[Data records Boundary: Start]
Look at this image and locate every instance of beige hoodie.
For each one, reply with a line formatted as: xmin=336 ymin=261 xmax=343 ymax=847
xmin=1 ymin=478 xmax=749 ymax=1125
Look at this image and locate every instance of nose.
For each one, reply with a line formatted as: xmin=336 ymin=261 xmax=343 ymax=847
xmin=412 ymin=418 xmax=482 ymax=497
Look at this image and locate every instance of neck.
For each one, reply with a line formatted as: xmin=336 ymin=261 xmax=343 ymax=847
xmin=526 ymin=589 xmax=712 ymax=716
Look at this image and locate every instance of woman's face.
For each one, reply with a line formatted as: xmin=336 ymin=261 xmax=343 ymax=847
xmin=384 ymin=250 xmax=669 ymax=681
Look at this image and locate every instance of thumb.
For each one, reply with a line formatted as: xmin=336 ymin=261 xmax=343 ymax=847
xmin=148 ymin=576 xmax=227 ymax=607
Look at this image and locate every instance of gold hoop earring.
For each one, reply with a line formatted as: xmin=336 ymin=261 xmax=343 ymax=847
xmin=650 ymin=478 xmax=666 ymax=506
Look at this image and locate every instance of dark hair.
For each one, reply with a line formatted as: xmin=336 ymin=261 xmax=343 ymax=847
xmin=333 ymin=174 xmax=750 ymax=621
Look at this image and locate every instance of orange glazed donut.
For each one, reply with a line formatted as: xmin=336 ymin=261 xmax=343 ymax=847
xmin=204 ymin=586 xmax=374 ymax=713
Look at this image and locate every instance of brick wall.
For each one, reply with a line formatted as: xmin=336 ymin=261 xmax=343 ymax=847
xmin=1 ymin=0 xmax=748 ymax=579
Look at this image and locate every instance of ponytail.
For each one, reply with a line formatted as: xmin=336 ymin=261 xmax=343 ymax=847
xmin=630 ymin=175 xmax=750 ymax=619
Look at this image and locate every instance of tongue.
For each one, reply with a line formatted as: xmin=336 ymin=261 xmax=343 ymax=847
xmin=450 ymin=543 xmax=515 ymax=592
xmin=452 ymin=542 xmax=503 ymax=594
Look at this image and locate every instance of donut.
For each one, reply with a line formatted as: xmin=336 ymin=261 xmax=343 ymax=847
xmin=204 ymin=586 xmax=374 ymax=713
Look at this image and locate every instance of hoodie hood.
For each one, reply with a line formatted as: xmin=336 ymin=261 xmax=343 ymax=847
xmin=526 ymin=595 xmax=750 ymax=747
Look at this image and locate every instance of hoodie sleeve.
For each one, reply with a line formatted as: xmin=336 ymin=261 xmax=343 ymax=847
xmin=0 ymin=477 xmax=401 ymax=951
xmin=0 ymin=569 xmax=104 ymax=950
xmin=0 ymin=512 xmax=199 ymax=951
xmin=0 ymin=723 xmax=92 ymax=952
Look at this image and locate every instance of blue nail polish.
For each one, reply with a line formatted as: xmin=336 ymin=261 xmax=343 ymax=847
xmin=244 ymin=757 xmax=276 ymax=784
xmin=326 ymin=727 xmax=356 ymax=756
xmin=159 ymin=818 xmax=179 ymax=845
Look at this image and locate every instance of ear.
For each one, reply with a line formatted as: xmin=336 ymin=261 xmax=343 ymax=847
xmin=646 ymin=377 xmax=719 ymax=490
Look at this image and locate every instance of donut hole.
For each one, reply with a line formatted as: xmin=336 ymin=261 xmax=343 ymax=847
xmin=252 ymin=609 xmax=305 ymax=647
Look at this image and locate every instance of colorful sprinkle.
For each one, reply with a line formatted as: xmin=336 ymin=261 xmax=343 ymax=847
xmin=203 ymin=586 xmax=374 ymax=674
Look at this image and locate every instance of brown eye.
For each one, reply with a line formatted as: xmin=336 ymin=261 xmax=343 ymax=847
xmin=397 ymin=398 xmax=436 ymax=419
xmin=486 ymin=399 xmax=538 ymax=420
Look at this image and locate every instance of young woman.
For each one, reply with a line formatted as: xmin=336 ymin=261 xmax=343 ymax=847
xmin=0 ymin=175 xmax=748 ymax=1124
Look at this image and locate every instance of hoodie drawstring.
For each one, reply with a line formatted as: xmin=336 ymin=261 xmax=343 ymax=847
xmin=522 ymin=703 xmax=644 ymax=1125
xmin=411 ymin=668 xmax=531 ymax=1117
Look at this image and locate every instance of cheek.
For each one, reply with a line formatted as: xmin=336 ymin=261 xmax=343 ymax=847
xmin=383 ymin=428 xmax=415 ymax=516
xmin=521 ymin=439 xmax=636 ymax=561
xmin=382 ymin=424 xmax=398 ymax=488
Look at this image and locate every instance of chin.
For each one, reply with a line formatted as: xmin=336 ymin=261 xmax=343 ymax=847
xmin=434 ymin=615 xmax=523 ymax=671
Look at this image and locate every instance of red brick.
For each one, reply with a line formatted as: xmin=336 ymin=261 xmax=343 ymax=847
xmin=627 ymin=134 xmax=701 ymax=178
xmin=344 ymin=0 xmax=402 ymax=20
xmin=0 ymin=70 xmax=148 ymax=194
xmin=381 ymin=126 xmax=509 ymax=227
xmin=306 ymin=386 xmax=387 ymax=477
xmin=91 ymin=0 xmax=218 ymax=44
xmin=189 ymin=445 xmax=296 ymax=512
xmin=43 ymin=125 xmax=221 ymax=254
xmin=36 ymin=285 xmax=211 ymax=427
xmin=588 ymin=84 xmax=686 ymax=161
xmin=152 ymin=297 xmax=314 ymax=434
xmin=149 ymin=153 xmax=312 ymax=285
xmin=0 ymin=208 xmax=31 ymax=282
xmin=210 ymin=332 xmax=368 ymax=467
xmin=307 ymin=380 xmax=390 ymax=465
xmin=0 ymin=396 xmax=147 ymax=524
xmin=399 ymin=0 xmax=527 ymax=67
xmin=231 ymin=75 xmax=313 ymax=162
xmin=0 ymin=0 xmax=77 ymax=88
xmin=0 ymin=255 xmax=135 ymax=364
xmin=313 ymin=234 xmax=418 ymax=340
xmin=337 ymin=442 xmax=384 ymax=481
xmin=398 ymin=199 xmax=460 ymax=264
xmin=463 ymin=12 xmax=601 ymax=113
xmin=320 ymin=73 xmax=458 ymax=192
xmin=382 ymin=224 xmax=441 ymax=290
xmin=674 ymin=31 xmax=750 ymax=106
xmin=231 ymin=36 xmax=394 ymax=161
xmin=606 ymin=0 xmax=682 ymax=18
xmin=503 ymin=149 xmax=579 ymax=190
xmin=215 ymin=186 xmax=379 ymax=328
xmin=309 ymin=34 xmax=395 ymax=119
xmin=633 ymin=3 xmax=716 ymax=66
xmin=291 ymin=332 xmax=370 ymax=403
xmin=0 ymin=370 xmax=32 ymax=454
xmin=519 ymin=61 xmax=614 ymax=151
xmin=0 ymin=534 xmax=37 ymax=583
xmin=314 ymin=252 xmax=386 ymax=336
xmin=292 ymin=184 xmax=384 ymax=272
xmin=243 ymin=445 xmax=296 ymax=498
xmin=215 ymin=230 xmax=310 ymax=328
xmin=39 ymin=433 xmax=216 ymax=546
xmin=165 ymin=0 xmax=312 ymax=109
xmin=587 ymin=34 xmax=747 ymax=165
[Data records Boundary: End]
- Action item -
State how many lines in the listing above contain the string "brick". Include no other words.

- Task solution -
2